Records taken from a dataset
_ _ _ _
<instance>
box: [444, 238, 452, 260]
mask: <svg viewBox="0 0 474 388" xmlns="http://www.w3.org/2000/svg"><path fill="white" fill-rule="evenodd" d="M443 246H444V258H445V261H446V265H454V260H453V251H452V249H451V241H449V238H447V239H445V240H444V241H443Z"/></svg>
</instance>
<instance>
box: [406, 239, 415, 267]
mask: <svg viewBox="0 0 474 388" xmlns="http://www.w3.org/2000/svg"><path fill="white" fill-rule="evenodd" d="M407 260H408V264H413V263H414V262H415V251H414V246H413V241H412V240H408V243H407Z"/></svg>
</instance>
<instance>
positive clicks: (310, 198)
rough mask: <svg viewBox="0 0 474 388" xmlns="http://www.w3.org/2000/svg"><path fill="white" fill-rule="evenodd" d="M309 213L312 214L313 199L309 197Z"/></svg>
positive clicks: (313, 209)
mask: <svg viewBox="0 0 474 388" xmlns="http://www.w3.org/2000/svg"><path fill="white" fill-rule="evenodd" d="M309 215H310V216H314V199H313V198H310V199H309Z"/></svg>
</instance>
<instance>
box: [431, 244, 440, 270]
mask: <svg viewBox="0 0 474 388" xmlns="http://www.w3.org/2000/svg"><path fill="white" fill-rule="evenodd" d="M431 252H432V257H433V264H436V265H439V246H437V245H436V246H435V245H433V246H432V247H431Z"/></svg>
_ _ _ _
■ Try it: Select every line of the items above that contains the string "white".

■ Solution to the problem:
mask: <svg viewBox="0 0 474 388" xmlns="http://www.w3.org/2000/svg"><path fill="white" fill-rule="evenodd" d="M443 246H444V258H445V261H446V265H454V260H453V251H452V249H451V241H449V238H447V239H445V240H444V241H443Z"/></svg>
mask: <svg viewBox="0 0 474 388" xmlns="http://www.w3.org/2000/svg"><path fill="white" fill-rule="evenodd" d="M407 260H408V264H413V263H414V262H415V251H414V246H413V241H412V240H408V243H407Z"/></svg>
rough mask: <svg viewBox="0 0 474 388" xmlns="http://www.w3.org/2000/svg"><path fill="white" fill-rule="evenodd" d="M309 213L312 214L313 199L309 197Z"/></svg>
mask: <svg viewBox="0 0 474 388" xmlns="http://www.w3.org/2000/svg"><path fill="white" fill-rule="evenodd" d="M309 215H310V216H314V199H313V198H310V199H309Z"/></svg>
mask: <svg viewBox="0 0 474 388" xmlns="http://www.w3.org/2000/svg"><path fill="white" fill-rule="evenodd" d="M431 252H432V257H433V264H436V265H439V246H437V245H436V246H435V245H433V246H432V247H431Z"/></svg>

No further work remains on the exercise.